Outline entries for images >>
* Begin *

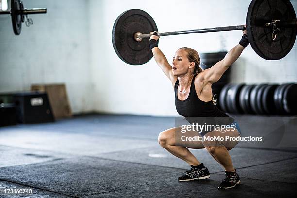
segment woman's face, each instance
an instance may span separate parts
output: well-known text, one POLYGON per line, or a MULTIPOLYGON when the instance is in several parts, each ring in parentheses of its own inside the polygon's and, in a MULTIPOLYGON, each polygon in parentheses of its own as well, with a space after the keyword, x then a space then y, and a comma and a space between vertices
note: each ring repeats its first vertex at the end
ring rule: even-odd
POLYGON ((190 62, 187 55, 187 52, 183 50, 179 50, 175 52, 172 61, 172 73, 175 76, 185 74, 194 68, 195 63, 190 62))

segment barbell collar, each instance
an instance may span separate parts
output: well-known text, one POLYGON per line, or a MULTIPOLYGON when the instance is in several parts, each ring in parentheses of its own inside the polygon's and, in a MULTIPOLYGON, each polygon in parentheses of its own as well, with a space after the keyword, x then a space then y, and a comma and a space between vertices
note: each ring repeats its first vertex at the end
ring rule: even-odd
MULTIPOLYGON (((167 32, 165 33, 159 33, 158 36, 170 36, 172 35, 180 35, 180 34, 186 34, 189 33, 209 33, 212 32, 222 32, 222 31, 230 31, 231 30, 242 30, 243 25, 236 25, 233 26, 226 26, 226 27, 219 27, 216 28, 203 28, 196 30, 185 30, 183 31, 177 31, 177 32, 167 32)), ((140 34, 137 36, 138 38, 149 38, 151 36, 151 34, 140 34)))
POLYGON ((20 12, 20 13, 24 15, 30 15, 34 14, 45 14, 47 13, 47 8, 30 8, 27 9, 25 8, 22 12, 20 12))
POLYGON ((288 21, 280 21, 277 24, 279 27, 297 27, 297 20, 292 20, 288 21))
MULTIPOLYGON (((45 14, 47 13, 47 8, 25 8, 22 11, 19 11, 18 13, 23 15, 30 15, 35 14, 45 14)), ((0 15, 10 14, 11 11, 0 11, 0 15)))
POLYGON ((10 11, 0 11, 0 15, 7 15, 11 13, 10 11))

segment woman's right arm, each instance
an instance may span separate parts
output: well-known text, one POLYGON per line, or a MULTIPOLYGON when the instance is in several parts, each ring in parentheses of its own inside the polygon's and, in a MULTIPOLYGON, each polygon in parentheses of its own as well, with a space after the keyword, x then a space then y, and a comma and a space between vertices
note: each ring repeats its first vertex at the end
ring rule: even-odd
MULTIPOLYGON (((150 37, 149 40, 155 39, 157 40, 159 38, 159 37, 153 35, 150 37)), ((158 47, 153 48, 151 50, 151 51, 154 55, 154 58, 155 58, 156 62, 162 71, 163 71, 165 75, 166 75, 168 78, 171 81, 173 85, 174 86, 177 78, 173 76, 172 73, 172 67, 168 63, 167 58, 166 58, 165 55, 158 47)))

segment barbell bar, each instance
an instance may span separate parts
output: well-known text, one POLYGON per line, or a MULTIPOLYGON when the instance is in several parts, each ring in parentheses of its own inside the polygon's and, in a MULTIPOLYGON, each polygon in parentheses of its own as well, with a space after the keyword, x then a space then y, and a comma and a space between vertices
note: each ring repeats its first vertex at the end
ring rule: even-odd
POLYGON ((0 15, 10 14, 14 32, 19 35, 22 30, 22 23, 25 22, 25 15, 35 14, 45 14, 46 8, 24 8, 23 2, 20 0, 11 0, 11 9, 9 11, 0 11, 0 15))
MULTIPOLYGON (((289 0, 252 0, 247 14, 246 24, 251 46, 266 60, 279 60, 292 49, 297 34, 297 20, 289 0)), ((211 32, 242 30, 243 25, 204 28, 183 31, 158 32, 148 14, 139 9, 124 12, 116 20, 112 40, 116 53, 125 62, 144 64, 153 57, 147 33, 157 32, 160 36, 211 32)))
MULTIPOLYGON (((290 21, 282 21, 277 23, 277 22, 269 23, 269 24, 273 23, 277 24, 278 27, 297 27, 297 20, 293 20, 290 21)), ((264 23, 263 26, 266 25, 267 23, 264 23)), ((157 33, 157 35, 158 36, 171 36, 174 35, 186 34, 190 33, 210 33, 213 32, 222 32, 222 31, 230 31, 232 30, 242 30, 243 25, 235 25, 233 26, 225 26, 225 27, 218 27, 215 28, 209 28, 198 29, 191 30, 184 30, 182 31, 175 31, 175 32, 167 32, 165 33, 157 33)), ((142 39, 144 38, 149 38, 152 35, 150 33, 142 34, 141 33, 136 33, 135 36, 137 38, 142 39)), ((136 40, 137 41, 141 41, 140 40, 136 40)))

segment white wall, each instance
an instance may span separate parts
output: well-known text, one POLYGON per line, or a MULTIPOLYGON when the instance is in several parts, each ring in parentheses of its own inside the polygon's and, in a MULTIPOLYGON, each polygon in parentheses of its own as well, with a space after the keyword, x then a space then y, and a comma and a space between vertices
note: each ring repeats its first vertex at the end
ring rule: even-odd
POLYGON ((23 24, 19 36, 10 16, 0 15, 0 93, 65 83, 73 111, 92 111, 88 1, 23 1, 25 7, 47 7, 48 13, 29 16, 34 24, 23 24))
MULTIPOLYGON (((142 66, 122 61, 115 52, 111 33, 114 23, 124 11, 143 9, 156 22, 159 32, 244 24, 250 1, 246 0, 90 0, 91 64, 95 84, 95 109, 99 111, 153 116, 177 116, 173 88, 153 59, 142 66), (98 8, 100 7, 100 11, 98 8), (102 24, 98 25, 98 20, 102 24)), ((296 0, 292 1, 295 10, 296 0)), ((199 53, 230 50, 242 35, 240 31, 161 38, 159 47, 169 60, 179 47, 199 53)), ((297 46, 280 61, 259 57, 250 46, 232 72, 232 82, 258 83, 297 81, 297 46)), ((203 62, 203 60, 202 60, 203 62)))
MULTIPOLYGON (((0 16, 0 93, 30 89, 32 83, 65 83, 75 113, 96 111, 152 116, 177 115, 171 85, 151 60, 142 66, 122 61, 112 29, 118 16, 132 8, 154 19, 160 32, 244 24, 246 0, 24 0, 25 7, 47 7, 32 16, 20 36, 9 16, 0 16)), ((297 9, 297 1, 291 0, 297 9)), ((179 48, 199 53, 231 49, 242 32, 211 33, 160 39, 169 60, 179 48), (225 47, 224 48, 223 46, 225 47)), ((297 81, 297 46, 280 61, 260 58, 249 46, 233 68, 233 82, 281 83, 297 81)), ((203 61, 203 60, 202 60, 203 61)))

* End *

PROBLEM TO SOLVE >> Substitute "fill rule" for "ring rule" in the material, starting with the line containing "segment white wall, each instance" and continuing through the end, and give only those lines, with everything else unchanged.

EXERCISE RESULT >>
segment white wall, each instance
an instance may span separate parts
output: well-known text, one POLYGON per line, or a MULTIPOLYGON when the instance is in several parts, each ring in parentheses of its own inside the polygon's and, in a MULTIPOLYGON, each polygon in parentheses of its own as well, with a space after the keyword, x then a space then y, and a comma and a space between vertices
note: each ring repeats its first vertex at the end
fill rule: even-odd
POLYGON ((23 24, 19 36, 10 16, 0 15, 0 93, 65 83, 73 111, 92 111, 88 1, 23 1, 25 7, 47 7, 48 13, 29 16, 34 24, 23 24))
MULTIPOLYGON (((142 66, 122 61, 115 52, 111 33, 114 23, 124 11, 143 9, 156 22, 159 32, 244 24, 250 1, 246 0, 90 0, 91 64, 95 84, 95 109, 99 111, 153 116, 177 116, 173 88, 153 59, 142 66), (98 8, 100 7, 100 11, 98 8), (102 24, 98 25, 98 20, 102 24)), ((296 0, 292 1, 295 10, 296 0)), ((199 53, 230 50, 242 35, 240 31, 161 38, 159 47, 169 60, 179 47, 199 53)), ((297 46, 280 61, 259 57, 250 46, 232 72, 232 82, 258 83, 297 81, 297 46)), ((203 62, 203 60, 202 60, 203 62)))
MULTIPOLYGON (((0 16, 0 93, 30 89, 32 83, 65 83, 75 113, 96 111, 152 116, 177 115, 171 85, 151 60, 142 66, 122 61, 112 29, 118 16, 132 8, 154 19, 160 32, 244 24, 246 0, 24 0, 25 7, 47 7, 32 16, 20 36, 9 16, 0 16)), ((297 9, 297 1, 291 0, 297 9)), ((179 48, 199 53, 231 49, 242 32, 211 33, 160 39, 169 60, 179 48), (225 47, 224 48, 223 46, 225 47)), ((297 81, 297 46, 280 61, 260 58, 249 46, 233 68, 233 82, 281 83, 297 81)), ((203 61, 203 60, 202 60, 203 61)))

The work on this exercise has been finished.